-- Begin --
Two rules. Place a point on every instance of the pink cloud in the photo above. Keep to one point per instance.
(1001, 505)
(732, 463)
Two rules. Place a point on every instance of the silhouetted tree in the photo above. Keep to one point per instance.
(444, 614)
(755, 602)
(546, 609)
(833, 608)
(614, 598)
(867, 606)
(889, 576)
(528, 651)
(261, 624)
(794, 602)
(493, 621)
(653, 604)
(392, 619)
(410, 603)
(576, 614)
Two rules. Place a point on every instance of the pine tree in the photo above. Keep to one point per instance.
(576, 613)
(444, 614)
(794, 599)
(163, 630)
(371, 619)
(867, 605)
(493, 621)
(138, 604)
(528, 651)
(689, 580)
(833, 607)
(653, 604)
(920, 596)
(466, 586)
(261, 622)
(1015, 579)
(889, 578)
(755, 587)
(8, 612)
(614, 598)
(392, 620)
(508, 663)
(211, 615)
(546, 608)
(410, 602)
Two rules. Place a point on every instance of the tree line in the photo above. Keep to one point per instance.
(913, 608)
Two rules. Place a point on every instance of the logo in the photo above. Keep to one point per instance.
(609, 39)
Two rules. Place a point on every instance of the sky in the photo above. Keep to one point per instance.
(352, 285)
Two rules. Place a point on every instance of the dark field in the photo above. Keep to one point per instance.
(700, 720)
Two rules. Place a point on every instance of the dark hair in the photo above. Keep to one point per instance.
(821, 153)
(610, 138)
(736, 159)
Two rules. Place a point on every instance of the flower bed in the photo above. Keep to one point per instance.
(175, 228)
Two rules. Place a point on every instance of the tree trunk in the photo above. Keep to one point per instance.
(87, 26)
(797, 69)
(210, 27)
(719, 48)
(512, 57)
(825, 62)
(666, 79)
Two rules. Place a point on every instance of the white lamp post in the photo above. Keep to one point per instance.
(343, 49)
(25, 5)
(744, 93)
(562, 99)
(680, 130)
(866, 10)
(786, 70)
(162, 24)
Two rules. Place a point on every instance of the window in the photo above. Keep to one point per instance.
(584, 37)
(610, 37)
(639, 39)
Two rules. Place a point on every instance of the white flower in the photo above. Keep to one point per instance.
-- End --
| GOAL OF THE EXERCISE |
Write out every line above word for word, changing nothing.

| RESULT BELOW |
Two rules. Place a point on every instance of the pink cloud in the photo above. Keep to one point per instance.
(1001, 505)
(732, 463)
Two rules. Place a point on every instance of the silhouetted tree in the photo above. Keep to one point per instance.
(444, 614)
(755, 602)
(546, 609)
(833, 608)
(614, 598)
(867, 606)
(889, 576)
(528, 651)
(261, 624)
(794, 602)
(493, 621)
(653, 604)
(392, 619)
(410, 603)
(576, 614)
Two rules. Place a point on every instance of the pine tree in the photo above. Keep to one point per instance.
(576, 613)
(444, 614)
(794, 599)
(163, 630)
(371, 619)
(867, 605)
(493, 621)
(138, 604)
(528, 651)
(689, 580)
(833, 607)
(653, 604)
(920, 596)
(466, 586)
(261, 622)
(1015, 579)
(889, 578)
(755, 587)
(8, 612)
(614, 598)
(392, 620)
(508, 663)
(211, 615)
(546, 608)
(410, 602)
Two rules. Place a point on every instance of the tree line in the photo above. Keep to one point per instance.
(913, 608)
Two rules. Place a point on every instance of the logo in the photo above. Keep to one point per instance.
(609, 39)
Two rules. Place a point on every instance of the sky in the photo above. Keep to one point per instance.
(352, 285)
Two rules. Place a point on every instance of the dark field in the photo above. Keep to one point per instance.
(700, 720)
Two rules. Place a point on every instance of the dark hair in the photo above. Keep to one point per instance.
(821, 153)
(610, 138)
(736, 159)
Two rules. Place a point on every instance of the flower bed in the photo above. Keep to one point per instance.
(175, 228)
Two rules. Place a point on every instance of the tree trunk in the photo above. Keep to one point per instance.
(87, 26)
(797, 69)
(210, 27)
(719, 48)
(512, 57)
(825, 62)
(666, 79)
Two rules. Place a point on every instance of the white lamp post in the photo above. Keep to one point per instance.
(343, 49)
(25, 5)
(744, 93)
(562, 99)
(680, 130)
(866, 10)
(786, 70)
(162, 24)
Two rules. Place a point on every instance of the window in the photo above. Keep to one point per instance.
(584, 37)
(610, 37)
(639, 39)
Two rules. Place a point on every instance of the white flower in the photo above. Keep to one point per instance.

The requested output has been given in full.